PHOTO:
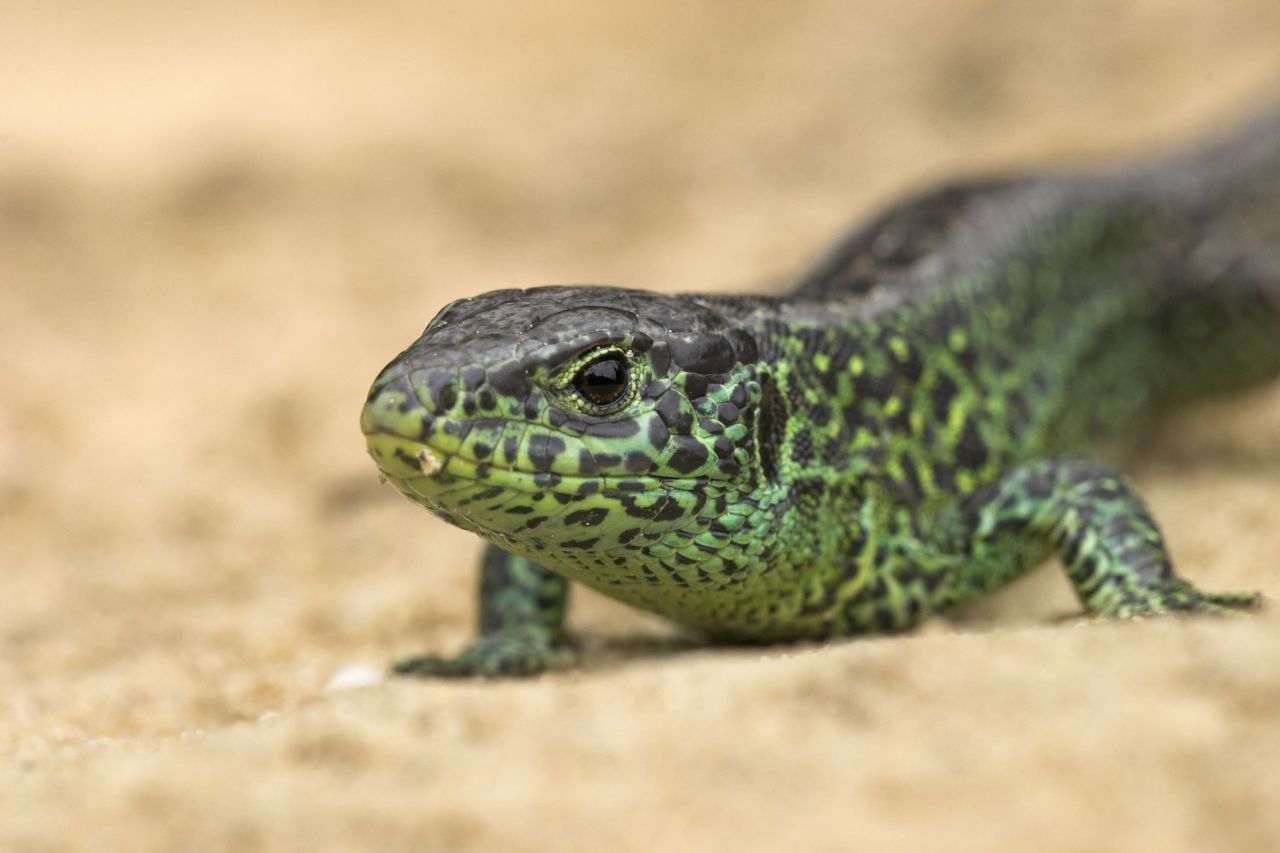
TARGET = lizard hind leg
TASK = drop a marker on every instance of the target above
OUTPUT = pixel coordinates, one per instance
(1089, 516)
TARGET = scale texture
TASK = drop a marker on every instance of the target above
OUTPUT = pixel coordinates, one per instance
(904, 432)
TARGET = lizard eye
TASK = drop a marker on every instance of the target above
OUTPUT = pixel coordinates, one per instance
(602, 382)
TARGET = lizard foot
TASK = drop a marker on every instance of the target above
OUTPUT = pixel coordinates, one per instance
(1175, 596)
(490, 656)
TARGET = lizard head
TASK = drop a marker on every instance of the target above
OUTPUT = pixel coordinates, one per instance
(597, 430)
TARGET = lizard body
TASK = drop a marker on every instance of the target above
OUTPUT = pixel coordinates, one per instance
(899, 434)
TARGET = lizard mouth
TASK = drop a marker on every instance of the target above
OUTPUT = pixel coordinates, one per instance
(429, 471)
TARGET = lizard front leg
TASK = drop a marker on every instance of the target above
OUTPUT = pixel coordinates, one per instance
(1091, 518)
(521, 624)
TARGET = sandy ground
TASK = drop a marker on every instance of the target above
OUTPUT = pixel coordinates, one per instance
(218, 223)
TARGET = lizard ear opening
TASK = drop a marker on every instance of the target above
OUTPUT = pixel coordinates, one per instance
(771, 427)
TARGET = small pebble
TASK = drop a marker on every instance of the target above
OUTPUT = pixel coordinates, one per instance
(355, 676)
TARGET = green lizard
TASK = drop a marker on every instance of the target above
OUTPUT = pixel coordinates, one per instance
(899, 434)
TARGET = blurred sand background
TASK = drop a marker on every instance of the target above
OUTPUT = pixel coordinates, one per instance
(219, 220)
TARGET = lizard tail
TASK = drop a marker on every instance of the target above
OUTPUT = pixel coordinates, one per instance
(1221, 331)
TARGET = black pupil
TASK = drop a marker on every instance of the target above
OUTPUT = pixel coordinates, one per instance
(603, 382)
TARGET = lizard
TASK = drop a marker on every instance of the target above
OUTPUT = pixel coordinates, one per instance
(906, 429)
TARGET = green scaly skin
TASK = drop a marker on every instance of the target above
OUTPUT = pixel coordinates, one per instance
(900, 434)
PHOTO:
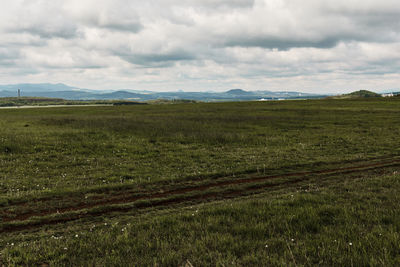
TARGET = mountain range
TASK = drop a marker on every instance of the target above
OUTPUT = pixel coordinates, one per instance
(72, 93)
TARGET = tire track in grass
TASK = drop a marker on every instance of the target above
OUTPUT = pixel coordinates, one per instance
(177, 196)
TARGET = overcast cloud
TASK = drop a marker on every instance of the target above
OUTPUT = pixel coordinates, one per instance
(311, 45)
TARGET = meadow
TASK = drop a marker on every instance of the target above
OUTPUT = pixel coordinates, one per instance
(301, 182)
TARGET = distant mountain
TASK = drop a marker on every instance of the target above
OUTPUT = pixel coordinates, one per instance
(73, 93)
(358, 94)
(239, 92)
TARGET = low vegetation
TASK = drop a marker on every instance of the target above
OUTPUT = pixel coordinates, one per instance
(246, 183)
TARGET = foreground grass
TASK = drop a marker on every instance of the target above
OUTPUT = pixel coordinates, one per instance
(68, 156)
(73, 148)
(346, 222)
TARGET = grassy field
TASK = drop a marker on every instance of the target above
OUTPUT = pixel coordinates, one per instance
(246, 183)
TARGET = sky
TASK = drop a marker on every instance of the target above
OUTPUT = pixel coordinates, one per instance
(330, 46)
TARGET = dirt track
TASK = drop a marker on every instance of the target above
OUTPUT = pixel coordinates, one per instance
(175, 196)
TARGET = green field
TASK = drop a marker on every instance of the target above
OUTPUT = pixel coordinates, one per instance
(302, 182)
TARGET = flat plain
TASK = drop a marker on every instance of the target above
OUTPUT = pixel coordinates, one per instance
(300, 182)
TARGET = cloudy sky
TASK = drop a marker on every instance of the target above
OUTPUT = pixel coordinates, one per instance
(325, 46)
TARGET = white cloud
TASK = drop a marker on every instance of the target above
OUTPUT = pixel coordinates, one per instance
(307, 45)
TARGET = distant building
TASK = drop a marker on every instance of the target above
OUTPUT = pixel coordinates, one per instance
(388, 95)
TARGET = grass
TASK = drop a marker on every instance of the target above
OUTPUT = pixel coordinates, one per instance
(118, 163)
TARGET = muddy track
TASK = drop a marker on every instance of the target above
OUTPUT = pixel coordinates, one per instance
(175, 196)
(129, 190)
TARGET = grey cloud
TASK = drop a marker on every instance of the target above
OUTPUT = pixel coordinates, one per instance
(45, 32)
(159, 60)
(281, 43)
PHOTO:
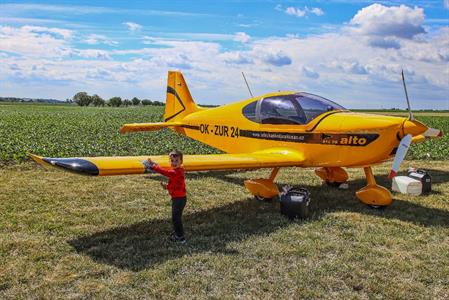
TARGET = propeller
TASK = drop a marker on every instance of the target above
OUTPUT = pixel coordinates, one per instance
(406, 140)
(400, 154)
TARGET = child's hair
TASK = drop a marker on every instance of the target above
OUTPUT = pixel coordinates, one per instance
(176, 153)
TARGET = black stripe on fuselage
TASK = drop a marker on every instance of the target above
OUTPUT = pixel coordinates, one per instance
(194, 127)
(171, 90)
(77, 165)
(342, 139)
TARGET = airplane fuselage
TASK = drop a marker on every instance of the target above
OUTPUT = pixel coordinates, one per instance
(333, 139)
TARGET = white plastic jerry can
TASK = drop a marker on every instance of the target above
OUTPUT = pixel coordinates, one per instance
(406, 185)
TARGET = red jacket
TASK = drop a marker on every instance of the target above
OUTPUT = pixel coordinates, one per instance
(176, 180)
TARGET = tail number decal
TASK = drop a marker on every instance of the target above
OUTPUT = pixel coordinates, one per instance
(220, 130)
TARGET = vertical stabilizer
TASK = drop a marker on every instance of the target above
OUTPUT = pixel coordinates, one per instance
(179, 102)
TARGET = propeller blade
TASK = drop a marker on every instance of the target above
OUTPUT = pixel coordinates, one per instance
(400, 154)
(432, 133)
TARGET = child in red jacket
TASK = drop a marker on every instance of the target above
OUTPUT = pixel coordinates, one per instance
(177, 189)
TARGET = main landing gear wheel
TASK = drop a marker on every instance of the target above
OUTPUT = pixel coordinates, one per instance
(376, 207)
(333, 184)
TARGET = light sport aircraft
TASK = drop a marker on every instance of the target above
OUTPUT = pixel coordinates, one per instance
(283, 129)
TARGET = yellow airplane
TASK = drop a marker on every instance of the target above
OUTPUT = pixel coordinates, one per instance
(283, 129)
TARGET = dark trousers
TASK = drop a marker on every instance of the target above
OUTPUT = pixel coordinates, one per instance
(177, 206)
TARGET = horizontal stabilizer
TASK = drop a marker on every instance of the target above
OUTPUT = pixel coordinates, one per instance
(135, 127)
(127, 165)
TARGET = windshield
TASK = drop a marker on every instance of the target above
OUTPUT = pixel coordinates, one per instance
(314, 105)
(300, 108)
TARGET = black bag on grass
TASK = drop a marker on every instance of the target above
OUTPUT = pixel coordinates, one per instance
(295, 202)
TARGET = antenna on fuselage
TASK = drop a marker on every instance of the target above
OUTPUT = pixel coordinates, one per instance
(247, 85)
(410, 114)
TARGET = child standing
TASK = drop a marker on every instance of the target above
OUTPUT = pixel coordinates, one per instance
(177, 189)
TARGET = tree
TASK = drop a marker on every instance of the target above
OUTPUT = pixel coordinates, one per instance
(115, 101)
(127, 102)
(135, 101)
(97, 100)
(82, 99)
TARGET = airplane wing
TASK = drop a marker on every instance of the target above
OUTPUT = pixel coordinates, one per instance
(126, 165)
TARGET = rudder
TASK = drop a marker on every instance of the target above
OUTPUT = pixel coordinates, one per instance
(179, 102)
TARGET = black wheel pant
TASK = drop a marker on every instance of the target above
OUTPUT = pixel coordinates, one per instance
(177, 206)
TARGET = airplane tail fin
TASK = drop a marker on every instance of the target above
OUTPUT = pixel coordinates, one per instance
(179, 102)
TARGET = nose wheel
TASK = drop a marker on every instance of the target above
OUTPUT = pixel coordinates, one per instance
(374, 195)
(263, 189)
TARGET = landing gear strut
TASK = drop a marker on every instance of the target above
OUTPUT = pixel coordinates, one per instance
(372, 194)
(332, 176)
(263, 189)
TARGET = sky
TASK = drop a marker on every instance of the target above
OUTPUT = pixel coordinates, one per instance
(351, 52)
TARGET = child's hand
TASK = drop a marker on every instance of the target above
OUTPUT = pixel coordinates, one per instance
(152, 163)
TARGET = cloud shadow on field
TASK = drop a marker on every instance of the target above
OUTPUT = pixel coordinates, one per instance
(144, 244)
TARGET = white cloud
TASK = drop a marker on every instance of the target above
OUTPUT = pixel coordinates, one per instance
(35, 41)
(93, 39)
(132, 26)
(317, 11)
(382, 21)
(294, 11)
(310, 73)
(335, 65)
(241, 37)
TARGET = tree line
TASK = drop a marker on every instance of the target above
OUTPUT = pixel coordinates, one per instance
(83, 99)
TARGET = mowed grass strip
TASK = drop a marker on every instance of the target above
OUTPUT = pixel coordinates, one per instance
(69, 236)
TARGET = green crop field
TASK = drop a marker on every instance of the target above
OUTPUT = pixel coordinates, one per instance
(64, 130)
(76, 237)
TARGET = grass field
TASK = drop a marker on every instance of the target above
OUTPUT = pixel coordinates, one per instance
(67, 130)
(69, 236)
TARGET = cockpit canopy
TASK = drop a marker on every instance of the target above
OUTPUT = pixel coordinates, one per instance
(299, 108)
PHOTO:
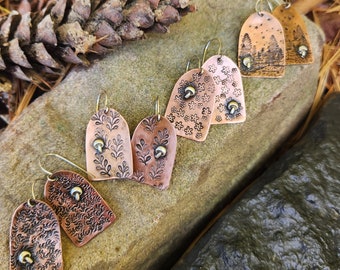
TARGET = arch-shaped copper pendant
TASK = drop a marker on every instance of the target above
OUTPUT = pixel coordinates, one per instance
(230, 105)
(298, 46)
(191, 104)
(82, 212)
(35, 237)
(154, 150)
(261, 47)
(108, 148)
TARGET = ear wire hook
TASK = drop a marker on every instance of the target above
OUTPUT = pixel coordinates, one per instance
(63, 159)
(98, 101)
(29, 202)
(199, 65)
(207, 46)
(259, 6)
(157, 109)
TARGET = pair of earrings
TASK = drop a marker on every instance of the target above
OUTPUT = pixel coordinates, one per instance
(209, 94)
(147, 158)
(72, 203)
(268, 42)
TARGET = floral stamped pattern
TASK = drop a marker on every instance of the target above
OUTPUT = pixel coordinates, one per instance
(191, 104)
(261, 48)
(154, 149)
(229, 98)
(108, 149)
(298, 46)
(35, 238)
(82, 212)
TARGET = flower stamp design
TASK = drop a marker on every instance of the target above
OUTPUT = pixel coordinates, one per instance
(154, 152)
(193, 99)
(228, 83)
(35, 237)
(108, 146)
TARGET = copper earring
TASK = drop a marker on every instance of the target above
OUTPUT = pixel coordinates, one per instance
(82, 212)
(229, 101)
(191, 104)
(35, 241)
(298, 46)
(108, 148)
(261, 48)
(154, 149)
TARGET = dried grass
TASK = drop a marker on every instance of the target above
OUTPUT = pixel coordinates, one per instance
(329, 74)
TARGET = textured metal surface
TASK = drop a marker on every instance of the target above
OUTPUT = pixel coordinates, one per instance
(298, 48)
(229, 105)
(108, 148)
(35, 238)
(83, 216)
(154, 149)
(261, 48)
(191, 116)
(289, 218)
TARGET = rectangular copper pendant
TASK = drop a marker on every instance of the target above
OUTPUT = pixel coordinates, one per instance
(154, 149)
(82, 212)
(35, 237)
(108, 148)
(298, 48)
(230, 105)
(261, 48)
(191, 104)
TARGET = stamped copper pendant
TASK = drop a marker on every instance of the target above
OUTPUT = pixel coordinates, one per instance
(298, 46)
(229, 98)
(261, 48)
(35, 237)
(154, 150)
(82, 212)
(191, 104)
(108, 148)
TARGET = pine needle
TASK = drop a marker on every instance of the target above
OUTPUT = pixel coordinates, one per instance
(25, 100)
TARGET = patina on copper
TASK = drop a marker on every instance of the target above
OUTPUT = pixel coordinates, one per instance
(261, 47)
(298, 46)
(229, 105)
(191, 104)
(108, 148)
(35, 237)
(82, 212)
(154, 149)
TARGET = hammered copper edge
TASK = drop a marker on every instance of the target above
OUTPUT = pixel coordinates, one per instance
(154, 150)
(35, 231)
(83, 219)
(230, 104)
(298, 45)
(108, 147)
(191, 117)
(261, 49)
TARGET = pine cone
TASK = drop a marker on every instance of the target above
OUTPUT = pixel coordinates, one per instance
(37, 47)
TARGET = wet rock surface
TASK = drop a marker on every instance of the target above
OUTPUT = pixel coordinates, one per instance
(289, 219)
(153, 227)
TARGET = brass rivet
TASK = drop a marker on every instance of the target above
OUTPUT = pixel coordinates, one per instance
(98, 144)
(25, 257)
(76, 192)
(160, 151)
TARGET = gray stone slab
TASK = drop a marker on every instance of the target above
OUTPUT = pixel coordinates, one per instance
(289, 219)
(152, 225)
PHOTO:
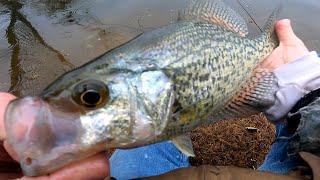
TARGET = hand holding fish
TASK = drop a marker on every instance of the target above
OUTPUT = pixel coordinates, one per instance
(290, 48)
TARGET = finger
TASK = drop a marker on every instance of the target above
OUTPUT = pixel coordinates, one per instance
(5, 98)
(284, 30)
(95, 167)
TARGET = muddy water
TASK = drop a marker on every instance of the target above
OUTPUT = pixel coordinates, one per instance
(41, 39)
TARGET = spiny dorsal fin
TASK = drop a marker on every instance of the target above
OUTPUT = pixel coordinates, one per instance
(217, 12)
(184, 144)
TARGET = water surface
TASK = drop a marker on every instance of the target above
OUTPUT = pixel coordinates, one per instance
(42, 39)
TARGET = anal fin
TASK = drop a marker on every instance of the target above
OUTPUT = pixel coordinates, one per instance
(184, 144)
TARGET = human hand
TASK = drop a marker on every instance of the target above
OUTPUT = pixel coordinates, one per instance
(95, 167)
(290, 47)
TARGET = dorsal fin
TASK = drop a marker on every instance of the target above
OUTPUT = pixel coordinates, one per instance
(217, 12)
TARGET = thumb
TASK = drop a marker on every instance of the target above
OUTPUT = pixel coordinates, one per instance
(284, 30)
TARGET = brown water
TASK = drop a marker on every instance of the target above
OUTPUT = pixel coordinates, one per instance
(41, 39)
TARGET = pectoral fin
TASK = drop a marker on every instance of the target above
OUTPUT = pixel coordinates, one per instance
(256, 95)
(184, 144)
(217, 12)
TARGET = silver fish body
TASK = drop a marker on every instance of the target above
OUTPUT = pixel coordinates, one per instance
(158, 86)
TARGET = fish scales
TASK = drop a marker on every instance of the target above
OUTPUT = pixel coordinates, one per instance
(156, 87)
(198, 66)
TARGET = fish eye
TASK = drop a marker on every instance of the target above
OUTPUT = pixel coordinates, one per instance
(91, 94)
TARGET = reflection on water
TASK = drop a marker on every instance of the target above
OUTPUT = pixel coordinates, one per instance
(41, 39)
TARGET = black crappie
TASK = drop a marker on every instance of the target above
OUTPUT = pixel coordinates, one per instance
(156, 87)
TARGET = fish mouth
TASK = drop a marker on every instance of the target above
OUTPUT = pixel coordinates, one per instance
(43, 138)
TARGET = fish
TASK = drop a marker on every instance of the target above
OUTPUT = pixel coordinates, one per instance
(156, 87)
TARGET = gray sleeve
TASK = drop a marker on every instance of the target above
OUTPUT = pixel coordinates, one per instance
(295, 80)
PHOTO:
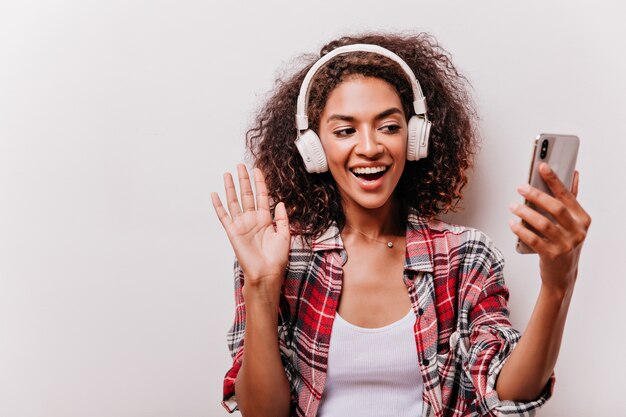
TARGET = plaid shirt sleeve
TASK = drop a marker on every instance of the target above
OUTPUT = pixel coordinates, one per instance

══════

● **Short task**
Beginning with the line containing "TARGET = reflection on water" and ending with the last line of the material, output each line exactly; do not include pictures.

● **Solution**
TARGET = reflection on water
TASK = drop a marker on every instance of the target above
OUTPUT = pixel coordinates, one per instance
(41, 39)
TARGET = black crappie
TASK = drop a marker on every instance of the target above
OUTPUT = pixel coordinates, one per instance
(156, 87)
TARGET = fish mouth
TASK = drop a marker on every instance of the target above
OUTPUT = pixel coordinates, one per instance
(43, 138)
TARGET = fish
TASK = drop a marker on every instance of the target above
OUTPUT = pixel coordinates, one per instance
(156, 87)
TARGET = gray sleeve
TASK = drop a marker on every instance of the target above
OUTPUT = pixel coordinates, one per instance
(295, 80)
PHOTO:
TARGET = plaid shirt sleeve
TASK = drop a marker on every instance of the target above
OUTPUT = pixel coordinates, one per instance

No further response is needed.